[Exercise task 1] Summarize the excerpt in two sentences.

[Source document]
-- START --
And then BAM in your face, the prejudice of the South African townships to the people who had moved there. We’re not talking just calling names – we’re talking wide scale murder, setting people on fire – a level of violence that goes far, far beyond my imagination of how people who hate immigrants treat them. And then there were the cops not coming to help them, but then again not coming to the townships at all – part of the overall problem of post-Apartheid South Africa not delivering for its poor citizenry. The lead character managed to hold on to his sense of self, but by the end of this story he has really just lost so much, over and over again, that I felt burdened with the knowledge that we as a world are just so full of hate for others I barely know how to take a single step forward. But there, I had a chance to get to know what the life of a Somali refugee/immigrant might be like, and in what ways I might perhaps find him very different from me and my experience …. but also how people in a township might be people I would find extremely different from me. But the hatred of the mob seemed too, depressingly, universal.
On the other hand, there was the nearly-sold out performance of the Carl Davis score to the silent movie Napoleon, which I wanted to see as one of those life-list things. Not just the longest movie I had ever seen (two PM to 10 PM with two 15 minute breaks and a 1:50 dinner break), but a genuine epic day and night of art PLUS I’d heard some rumors about how it was shown with three projectors at the same time and WOW. I had failed at River of Fundament and Einstein on the Beach at a mere 5 hours each; could I somehow soldier (HA HA!) though this five and a half hour marathon? I figured if worse came to worse and I left at the dinner break, I’d still have got £20 worth of cinema, especially given the whole thing was being done with an ORCHESTRA performing the score (no feeble solo piano tinkling along to this masterwork!).
Learning from my lesson from Einstein, I packed as if I were going hiking: flapjacks, crunchy candies, Doritos, a bottle of water, and a candy bar. I had a cup of chai (thank you Southbank Beanie Greeny) beforehand and a tea for the first two intervals, but avoided alcoholic drinks. I also made sure to have preventative toilet trips before the lights went down – important, as it turned out, since we weren’t allowed re-entry for rather a long time. I also allowed myself a nap about 90 minutes in during a sequence I had seen in 9 1/2 millimeter earlier in the summer; while a little bit of the beginning seemed different, most of the content before the first interval was very close to what Kevin Brownlow had shown from his home movie set of reels and I had found the Corsica section kind of dull (despite the amazing camera work during the horse chase scene).
-- END --
[Exercise task 2] Reproduce every line of the rows below as a numbered list, leaving out blank lines and omitting the pictures.

[Data shown]
-- START --
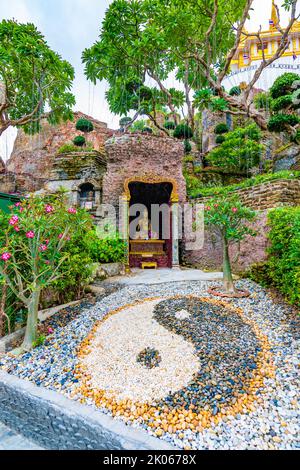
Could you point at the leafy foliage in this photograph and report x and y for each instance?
(124, 121)
(149, 39)
(84, 125)
(282, 269)
(32, 243)
(230, 219)
(221, 128)
(285, 94)
(197, 189)
(227, 215)
(187, 147)
(37, 81)
(235, 91)
(240, 150)
(79, 141)
(183, 131)
(220, 139)
(280, 121)
(170, 125)
(262, 100)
-- END --
[Correct output 1] The writer recounts a story about a Somali refugee in South African townships who faces murderous mob violence and police neglect, and says it left a sense of how universal hatred of others seems. The writer then describes attending a nearly sold-out orchestral performance of the Carl Davis score to the silent film Napoleon, preparing with snacks, nonalcoholic drinks and toilet trips, and napping through a sequence already seen earlier that summer.

[Correct output 2]
1. Could you point at the leafy foliage in this photograph and report x and y for each instance?
2. (124, 121)
3. (149, 39)
4. (84, 125)
5. (282, 269)
6. (32, 243)
7. (230, 219)
8. (221, 128)
9. (285, 94)
10. (197, 189)
11. (227, 215)
12. (187, 147)
13. (37, 81)
14. (235, 91)
15. (240, 150)
16. (79, 141)
17. (183, 131)
18. (220, 139)
19. (280, 121)
20. (170, 125)
21. (262, 100)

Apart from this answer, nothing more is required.